» **Task brief**
Give again the part of the records that opens with the line containing "Expected behaviour: for every instance of the wooden roof" and runs through the end of the records, switching "thickest part" to "widest part" and leaving everything else unchanged.

━━━━━━━━━━

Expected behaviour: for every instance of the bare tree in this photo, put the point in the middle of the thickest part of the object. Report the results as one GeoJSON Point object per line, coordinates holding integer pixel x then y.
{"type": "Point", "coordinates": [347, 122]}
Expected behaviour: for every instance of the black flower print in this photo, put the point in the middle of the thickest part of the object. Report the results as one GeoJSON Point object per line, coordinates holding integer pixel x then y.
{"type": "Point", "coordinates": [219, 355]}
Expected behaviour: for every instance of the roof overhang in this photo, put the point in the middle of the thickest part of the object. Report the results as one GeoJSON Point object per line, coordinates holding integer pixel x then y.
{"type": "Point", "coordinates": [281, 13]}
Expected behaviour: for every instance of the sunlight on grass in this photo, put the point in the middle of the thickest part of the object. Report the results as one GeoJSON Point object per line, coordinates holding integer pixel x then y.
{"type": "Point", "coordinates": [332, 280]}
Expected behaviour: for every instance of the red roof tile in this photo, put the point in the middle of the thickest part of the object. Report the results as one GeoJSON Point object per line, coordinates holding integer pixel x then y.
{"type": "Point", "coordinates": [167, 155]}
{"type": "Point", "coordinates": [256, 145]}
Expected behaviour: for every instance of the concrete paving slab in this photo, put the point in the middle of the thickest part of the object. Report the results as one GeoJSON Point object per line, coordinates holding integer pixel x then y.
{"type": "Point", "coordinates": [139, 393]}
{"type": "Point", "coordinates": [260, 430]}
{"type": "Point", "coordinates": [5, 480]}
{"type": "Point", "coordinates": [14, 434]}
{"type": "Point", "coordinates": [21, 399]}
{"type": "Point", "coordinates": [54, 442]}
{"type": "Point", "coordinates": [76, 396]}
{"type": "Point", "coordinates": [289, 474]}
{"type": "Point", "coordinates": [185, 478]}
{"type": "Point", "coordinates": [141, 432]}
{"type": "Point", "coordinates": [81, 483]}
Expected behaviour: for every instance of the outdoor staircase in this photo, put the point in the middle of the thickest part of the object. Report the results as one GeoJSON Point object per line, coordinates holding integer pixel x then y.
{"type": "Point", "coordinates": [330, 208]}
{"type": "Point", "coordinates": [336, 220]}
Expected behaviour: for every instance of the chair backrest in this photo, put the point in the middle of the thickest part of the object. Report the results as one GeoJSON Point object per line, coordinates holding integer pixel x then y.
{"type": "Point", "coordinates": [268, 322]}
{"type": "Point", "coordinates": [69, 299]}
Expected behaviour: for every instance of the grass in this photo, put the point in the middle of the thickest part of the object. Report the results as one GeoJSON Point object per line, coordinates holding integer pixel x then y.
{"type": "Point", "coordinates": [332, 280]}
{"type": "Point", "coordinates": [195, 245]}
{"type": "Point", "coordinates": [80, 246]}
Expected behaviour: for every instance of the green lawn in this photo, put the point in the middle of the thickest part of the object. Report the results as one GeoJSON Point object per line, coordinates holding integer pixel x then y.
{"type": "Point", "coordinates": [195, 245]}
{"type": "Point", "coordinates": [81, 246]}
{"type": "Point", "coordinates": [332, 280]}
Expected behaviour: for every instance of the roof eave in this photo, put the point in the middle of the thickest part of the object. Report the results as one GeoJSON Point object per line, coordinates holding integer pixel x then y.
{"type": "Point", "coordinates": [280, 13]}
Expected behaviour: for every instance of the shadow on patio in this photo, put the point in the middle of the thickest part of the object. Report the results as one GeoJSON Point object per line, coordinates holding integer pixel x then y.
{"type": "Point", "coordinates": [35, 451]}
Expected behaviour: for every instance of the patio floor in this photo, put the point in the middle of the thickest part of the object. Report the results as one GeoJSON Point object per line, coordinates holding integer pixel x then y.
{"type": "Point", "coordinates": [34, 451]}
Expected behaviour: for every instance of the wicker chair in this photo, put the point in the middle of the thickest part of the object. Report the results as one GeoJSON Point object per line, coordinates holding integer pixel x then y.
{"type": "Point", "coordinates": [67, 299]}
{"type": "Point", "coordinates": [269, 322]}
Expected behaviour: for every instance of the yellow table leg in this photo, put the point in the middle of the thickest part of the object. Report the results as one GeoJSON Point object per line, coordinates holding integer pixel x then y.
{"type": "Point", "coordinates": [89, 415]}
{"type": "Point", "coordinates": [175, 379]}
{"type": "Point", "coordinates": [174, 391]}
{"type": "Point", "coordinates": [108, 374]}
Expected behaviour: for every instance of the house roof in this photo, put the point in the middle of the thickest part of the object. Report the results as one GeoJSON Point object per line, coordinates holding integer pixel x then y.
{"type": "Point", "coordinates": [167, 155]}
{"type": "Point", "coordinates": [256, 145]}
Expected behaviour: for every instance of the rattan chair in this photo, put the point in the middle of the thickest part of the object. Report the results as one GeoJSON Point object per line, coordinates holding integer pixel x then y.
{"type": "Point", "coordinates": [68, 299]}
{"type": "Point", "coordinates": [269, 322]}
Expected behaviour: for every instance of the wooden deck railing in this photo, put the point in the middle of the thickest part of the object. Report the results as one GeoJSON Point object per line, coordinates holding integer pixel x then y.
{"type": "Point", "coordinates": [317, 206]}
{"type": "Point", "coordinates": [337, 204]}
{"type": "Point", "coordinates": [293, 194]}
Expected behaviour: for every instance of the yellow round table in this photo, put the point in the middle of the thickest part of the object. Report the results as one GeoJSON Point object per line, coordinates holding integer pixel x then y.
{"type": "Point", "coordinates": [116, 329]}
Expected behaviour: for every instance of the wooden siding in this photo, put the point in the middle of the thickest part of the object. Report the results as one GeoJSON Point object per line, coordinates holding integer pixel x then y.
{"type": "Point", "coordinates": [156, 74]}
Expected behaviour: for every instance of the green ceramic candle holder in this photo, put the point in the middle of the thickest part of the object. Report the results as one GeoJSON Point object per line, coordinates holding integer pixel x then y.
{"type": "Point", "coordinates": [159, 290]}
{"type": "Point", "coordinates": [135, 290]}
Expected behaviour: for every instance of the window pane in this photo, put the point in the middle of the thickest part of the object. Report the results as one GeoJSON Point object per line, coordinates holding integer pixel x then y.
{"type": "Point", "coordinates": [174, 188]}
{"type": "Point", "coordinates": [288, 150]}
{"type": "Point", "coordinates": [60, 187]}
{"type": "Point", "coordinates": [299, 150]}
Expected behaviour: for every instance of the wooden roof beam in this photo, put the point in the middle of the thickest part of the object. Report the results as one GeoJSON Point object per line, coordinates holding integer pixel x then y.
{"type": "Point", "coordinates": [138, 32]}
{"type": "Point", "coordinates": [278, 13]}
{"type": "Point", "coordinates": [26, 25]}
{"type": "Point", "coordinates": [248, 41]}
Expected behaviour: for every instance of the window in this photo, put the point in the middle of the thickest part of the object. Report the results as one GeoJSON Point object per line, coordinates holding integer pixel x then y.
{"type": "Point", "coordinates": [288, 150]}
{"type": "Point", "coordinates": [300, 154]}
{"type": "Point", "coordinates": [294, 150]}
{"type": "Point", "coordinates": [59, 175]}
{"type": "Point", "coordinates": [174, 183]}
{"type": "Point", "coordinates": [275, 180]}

━━━━━━━━━━

» **Correct answer**
Expected behaviour: for every instance of the wooden roof beam in this photo, put the point in the middle of the widest part of the object. Report the results as one GeoJSON Point object per line, coordinates holding integer pixel x then y.
{"type": "Point", "coordinates": [138, 32]}
{"type": "Point", "coordinates": [278, 13]}
{"type": "Point", "coordinates": [26, 25]}
{"type": "Point", "coordinates": [248, 41]}
Expected behaviour: for every instance of the window in this photo, put the point in the middle of the widest part of the object. Report the results as one GeoJSON Point object per line, coordinates holding integer pixel x then y.
{"type": "Point", "coordinates": [288, 150]}
{"type": "Point", "coordinates": [300, 154]}
{"type": "Point", "coordinates": [294, 150]}
{"type": "Point", "coordinates": [59, 175]}
{"type": "Point", "coordinates": [174, 183]}
{"type": "Point", "coordinates": [275, 180]}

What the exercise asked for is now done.